__Directions__: Each line of the data below that contains "fire" must be copied.

---------- Records for processing

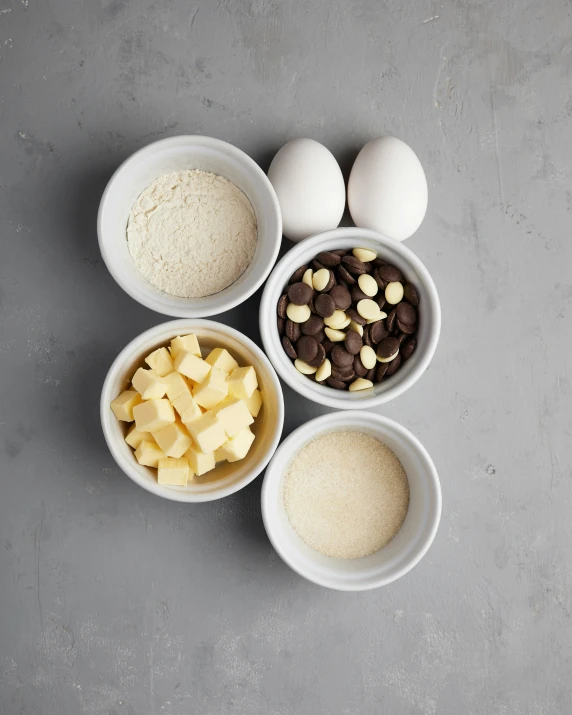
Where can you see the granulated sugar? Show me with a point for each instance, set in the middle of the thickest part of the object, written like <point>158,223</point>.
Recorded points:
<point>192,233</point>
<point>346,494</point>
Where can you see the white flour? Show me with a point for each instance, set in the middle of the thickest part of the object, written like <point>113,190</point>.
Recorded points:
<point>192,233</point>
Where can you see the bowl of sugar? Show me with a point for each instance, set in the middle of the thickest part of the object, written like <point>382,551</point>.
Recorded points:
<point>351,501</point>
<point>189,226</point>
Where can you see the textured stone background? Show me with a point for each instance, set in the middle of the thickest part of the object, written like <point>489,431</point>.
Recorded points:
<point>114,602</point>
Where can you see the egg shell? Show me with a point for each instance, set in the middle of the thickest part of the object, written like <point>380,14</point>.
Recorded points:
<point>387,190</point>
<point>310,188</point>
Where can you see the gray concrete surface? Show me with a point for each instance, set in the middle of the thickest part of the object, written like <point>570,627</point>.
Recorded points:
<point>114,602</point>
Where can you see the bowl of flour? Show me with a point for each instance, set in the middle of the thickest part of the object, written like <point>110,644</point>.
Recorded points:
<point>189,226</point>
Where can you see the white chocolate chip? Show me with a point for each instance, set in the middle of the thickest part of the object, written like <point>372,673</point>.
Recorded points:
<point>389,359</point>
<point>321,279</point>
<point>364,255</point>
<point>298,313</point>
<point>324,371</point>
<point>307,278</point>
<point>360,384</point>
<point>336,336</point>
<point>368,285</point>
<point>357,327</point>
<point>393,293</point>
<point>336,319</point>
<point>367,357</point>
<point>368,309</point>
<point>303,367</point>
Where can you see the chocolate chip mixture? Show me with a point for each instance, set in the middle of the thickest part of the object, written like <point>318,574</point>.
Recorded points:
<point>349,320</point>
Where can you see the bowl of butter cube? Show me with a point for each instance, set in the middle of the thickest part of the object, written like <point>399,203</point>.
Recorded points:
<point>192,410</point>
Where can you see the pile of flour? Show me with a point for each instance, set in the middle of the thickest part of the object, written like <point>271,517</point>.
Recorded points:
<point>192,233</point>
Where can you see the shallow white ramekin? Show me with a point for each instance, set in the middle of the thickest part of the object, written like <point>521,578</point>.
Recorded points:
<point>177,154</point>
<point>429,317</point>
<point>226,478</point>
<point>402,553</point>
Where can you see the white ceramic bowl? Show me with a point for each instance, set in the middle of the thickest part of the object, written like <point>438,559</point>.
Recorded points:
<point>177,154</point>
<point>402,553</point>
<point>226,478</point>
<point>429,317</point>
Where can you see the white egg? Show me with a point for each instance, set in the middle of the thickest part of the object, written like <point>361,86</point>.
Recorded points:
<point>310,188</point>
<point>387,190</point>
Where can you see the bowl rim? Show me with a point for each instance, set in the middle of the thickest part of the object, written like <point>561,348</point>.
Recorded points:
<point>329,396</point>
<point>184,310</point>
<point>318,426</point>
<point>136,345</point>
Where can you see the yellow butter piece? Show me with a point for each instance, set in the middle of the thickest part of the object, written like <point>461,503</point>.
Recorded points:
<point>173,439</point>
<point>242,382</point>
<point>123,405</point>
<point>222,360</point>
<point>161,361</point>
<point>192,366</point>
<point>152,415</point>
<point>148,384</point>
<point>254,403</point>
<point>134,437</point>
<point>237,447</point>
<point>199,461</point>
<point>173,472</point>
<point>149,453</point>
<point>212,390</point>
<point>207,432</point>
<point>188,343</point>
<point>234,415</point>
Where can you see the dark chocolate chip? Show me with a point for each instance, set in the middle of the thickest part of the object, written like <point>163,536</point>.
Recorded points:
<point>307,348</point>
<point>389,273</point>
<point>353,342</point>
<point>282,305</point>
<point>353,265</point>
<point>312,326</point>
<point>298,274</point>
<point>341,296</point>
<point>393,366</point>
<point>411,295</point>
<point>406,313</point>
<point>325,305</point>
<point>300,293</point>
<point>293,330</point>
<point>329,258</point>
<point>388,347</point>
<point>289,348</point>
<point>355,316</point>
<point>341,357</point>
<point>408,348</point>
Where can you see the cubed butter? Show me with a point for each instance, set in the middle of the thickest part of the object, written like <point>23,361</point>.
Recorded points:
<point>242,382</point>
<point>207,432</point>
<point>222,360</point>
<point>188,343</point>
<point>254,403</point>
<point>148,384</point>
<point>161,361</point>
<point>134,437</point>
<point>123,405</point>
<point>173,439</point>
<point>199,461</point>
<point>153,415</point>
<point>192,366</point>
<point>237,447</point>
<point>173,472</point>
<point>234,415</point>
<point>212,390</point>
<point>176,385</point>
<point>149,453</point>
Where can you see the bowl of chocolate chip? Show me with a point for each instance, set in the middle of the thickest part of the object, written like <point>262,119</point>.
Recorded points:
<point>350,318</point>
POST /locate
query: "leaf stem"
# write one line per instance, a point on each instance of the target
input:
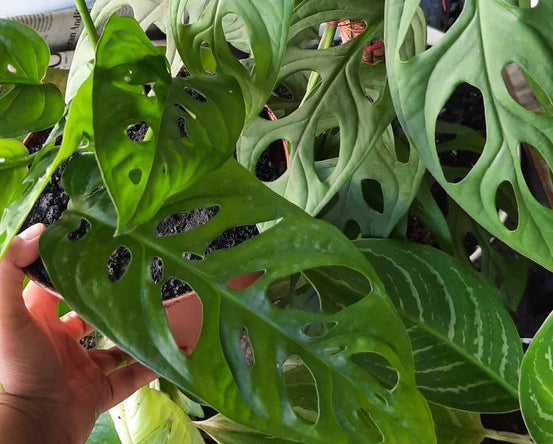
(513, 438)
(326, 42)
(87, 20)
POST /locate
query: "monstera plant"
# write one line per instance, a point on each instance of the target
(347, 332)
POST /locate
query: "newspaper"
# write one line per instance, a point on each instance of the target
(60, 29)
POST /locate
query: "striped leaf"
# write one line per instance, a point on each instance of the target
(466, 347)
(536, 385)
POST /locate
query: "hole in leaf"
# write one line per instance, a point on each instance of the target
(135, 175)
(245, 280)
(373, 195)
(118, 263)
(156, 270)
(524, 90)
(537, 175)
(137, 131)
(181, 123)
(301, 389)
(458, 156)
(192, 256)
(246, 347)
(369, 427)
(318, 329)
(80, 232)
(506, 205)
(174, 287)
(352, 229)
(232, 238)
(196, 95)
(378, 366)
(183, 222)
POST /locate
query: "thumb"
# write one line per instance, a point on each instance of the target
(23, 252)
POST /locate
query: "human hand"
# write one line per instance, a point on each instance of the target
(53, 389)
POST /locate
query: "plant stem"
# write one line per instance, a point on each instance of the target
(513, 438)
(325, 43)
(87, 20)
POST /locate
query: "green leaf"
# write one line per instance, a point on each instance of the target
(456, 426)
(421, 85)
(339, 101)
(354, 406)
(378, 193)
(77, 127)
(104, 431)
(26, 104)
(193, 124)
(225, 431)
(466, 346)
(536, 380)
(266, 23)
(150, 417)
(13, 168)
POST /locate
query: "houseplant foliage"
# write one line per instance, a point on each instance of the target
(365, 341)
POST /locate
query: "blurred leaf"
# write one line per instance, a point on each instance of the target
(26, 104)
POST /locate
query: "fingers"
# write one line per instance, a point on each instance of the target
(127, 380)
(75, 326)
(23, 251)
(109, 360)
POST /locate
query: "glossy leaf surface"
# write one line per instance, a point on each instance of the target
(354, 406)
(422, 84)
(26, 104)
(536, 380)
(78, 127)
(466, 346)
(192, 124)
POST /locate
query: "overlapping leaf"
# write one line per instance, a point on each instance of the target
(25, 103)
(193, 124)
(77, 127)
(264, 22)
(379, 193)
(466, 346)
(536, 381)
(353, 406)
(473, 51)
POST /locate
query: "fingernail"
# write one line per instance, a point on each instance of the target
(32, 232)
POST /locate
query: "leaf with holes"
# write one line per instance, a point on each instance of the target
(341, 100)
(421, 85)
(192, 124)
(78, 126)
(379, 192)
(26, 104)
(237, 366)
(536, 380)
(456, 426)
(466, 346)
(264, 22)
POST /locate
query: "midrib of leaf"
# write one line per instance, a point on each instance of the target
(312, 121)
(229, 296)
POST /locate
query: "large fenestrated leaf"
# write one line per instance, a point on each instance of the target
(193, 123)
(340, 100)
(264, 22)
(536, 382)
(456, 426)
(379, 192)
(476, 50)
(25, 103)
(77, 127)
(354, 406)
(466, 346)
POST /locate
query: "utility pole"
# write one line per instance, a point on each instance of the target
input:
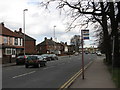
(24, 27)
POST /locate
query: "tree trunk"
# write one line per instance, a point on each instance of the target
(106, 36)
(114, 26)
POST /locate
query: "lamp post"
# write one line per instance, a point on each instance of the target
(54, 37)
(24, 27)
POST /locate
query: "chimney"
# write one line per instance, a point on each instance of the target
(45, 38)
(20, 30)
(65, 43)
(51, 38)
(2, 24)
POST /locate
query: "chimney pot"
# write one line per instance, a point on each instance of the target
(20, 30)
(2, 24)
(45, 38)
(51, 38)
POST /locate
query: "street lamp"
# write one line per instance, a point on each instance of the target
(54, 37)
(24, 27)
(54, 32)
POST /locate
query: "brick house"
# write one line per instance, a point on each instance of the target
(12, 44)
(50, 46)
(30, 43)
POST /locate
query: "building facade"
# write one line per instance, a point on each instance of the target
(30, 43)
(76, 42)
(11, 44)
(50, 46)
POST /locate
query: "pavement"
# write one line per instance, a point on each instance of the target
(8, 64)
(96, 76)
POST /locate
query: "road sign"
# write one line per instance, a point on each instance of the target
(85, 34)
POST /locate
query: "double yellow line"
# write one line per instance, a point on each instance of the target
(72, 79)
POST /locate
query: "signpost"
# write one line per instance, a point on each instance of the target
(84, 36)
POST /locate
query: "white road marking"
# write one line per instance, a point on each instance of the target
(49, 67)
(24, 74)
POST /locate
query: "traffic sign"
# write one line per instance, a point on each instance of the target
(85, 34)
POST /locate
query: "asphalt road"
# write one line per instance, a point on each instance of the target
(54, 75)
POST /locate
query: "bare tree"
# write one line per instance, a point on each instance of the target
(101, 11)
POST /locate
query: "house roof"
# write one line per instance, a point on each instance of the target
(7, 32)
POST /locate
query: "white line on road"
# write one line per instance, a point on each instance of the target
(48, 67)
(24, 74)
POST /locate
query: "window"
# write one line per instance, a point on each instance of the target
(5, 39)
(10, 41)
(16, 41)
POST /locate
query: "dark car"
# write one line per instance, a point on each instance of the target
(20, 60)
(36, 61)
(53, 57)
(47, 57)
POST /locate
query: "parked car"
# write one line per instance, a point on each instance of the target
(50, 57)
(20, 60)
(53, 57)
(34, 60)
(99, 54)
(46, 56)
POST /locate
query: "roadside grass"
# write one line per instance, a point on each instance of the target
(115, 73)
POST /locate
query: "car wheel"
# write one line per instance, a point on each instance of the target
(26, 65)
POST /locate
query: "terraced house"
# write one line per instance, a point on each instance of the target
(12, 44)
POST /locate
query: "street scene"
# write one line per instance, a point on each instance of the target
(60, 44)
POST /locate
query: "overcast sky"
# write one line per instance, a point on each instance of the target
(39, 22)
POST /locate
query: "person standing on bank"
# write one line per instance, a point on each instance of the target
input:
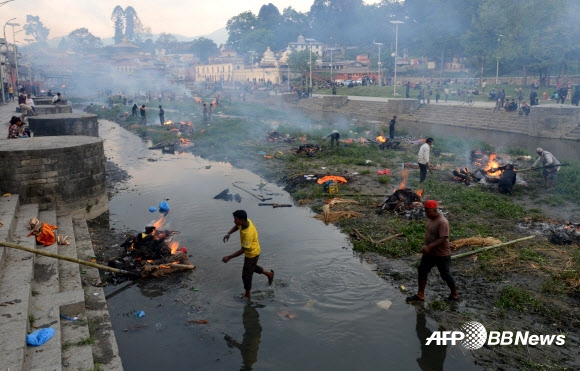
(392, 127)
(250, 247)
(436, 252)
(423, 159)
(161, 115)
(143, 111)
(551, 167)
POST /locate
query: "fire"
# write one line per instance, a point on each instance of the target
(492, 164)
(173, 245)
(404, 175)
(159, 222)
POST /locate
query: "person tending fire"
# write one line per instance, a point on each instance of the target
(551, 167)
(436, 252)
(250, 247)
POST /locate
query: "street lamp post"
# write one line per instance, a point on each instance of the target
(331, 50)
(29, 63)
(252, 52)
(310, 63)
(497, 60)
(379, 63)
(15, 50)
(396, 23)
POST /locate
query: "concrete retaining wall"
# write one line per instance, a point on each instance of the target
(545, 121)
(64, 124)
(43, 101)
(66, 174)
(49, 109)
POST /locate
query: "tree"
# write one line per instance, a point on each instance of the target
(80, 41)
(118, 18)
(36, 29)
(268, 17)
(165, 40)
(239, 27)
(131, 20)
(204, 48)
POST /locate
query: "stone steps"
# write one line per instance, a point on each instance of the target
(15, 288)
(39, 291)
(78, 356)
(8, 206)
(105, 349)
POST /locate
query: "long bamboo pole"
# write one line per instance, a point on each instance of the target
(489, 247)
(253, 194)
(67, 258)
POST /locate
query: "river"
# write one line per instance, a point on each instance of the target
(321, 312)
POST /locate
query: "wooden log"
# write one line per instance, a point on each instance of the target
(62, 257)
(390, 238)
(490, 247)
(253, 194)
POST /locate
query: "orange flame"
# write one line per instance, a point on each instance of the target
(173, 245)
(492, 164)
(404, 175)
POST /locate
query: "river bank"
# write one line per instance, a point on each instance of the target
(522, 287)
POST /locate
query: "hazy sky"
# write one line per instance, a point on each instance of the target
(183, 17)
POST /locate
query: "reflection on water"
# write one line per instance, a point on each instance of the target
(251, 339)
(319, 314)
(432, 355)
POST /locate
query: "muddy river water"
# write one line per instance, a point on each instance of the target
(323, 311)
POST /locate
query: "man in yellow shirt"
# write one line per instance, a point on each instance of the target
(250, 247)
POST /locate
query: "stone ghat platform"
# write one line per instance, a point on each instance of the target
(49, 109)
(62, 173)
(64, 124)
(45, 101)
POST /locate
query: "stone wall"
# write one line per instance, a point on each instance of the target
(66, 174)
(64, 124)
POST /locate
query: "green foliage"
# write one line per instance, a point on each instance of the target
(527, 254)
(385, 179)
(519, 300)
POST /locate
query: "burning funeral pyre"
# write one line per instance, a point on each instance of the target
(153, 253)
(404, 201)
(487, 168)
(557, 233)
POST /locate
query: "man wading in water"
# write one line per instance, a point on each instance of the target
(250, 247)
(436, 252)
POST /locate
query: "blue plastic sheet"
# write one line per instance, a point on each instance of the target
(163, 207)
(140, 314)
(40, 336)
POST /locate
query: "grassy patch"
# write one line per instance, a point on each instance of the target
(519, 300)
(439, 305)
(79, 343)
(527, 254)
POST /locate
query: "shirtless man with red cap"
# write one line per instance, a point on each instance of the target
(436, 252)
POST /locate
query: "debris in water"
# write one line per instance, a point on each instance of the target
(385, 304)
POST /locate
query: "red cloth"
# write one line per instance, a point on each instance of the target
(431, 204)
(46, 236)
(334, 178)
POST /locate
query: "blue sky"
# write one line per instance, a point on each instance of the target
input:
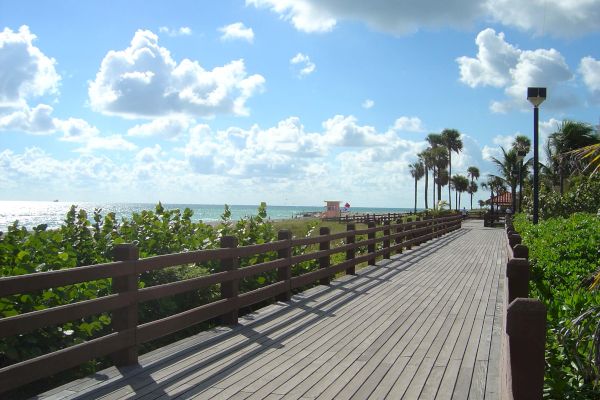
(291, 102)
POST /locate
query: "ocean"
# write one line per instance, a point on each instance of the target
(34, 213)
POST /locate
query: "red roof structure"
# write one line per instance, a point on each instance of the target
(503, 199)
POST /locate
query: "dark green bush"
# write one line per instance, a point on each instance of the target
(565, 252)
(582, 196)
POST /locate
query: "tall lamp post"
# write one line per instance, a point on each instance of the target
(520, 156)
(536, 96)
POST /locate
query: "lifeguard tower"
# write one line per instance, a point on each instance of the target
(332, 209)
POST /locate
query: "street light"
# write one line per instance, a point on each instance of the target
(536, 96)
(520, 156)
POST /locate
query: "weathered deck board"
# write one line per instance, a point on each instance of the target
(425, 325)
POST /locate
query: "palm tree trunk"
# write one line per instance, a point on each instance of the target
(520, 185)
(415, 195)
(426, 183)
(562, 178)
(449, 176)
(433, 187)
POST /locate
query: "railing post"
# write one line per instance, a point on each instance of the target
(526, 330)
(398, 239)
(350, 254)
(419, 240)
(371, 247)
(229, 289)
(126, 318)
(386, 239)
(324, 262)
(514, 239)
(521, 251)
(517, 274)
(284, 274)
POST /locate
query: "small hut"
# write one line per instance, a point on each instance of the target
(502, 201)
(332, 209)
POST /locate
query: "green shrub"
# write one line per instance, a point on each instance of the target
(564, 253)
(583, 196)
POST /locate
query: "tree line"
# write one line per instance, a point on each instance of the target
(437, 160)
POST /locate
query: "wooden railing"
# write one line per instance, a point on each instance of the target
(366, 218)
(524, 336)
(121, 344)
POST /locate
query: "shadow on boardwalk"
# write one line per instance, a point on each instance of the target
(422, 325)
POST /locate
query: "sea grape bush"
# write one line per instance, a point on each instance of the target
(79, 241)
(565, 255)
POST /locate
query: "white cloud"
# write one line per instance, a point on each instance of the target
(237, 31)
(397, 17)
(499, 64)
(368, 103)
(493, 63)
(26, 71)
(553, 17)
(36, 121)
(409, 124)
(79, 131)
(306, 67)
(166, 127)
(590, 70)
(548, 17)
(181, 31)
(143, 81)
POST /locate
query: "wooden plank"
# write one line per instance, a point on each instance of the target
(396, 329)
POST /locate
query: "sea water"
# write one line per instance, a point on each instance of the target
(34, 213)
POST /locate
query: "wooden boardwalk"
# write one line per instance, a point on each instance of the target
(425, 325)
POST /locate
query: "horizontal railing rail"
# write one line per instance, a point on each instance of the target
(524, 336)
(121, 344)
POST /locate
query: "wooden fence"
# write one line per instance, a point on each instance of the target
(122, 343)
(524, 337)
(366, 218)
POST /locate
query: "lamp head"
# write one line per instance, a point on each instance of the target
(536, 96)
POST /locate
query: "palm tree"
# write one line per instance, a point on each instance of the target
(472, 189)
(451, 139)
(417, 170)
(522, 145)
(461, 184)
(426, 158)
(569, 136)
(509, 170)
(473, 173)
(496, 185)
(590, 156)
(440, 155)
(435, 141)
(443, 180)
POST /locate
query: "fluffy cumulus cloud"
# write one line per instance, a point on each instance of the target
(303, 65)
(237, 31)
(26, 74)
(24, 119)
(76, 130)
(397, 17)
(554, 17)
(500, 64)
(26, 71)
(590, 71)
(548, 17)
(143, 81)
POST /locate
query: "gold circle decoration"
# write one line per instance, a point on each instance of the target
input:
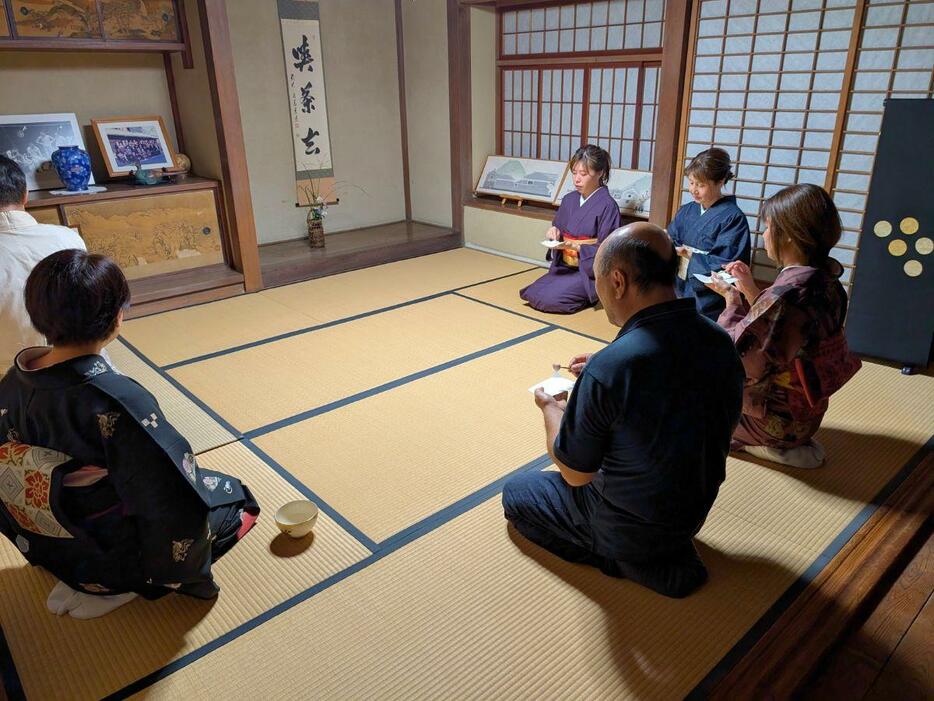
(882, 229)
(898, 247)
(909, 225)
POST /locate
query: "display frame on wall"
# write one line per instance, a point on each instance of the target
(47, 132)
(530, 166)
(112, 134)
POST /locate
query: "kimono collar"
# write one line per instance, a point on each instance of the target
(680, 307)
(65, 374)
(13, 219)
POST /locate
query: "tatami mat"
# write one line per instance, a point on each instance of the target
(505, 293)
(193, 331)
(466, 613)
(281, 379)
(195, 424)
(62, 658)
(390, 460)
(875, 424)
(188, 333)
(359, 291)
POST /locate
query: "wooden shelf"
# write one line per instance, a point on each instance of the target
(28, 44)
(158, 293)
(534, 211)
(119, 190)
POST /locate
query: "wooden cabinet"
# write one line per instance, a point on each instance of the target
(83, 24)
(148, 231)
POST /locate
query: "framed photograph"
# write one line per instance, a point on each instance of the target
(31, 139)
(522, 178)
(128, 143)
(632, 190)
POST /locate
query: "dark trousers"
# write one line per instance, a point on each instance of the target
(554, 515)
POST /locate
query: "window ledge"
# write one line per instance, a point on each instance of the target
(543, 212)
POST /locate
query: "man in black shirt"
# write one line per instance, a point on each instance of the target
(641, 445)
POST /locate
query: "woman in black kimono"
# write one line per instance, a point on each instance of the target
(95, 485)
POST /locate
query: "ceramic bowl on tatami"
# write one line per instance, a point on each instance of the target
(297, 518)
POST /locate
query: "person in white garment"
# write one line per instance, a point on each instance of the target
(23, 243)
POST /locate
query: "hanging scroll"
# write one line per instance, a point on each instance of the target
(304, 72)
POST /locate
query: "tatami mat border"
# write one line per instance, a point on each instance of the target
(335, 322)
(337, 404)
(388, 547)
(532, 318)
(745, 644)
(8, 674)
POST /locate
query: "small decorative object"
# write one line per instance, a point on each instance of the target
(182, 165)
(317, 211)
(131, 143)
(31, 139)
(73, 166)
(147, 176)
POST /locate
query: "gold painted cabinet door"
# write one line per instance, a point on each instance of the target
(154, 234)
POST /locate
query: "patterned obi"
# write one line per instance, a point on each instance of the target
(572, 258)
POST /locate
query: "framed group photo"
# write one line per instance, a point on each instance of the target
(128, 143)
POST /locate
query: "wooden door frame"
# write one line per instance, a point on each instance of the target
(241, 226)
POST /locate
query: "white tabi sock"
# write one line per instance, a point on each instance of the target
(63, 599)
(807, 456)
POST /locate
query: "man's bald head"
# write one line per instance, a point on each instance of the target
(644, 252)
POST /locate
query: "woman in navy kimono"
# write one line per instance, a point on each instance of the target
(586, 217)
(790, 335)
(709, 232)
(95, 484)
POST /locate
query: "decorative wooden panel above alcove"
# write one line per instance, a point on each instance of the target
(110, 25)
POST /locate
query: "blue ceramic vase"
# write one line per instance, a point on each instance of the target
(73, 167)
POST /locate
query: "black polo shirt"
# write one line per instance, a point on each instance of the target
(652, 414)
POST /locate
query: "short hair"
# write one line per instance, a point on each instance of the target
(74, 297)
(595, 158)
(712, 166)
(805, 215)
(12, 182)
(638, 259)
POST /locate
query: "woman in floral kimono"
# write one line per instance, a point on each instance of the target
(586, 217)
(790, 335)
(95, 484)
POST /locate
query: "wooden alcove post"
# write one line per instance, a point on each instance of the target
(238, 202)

--------------------

__Answer space__:
query: "fire"
query: "person tending fire"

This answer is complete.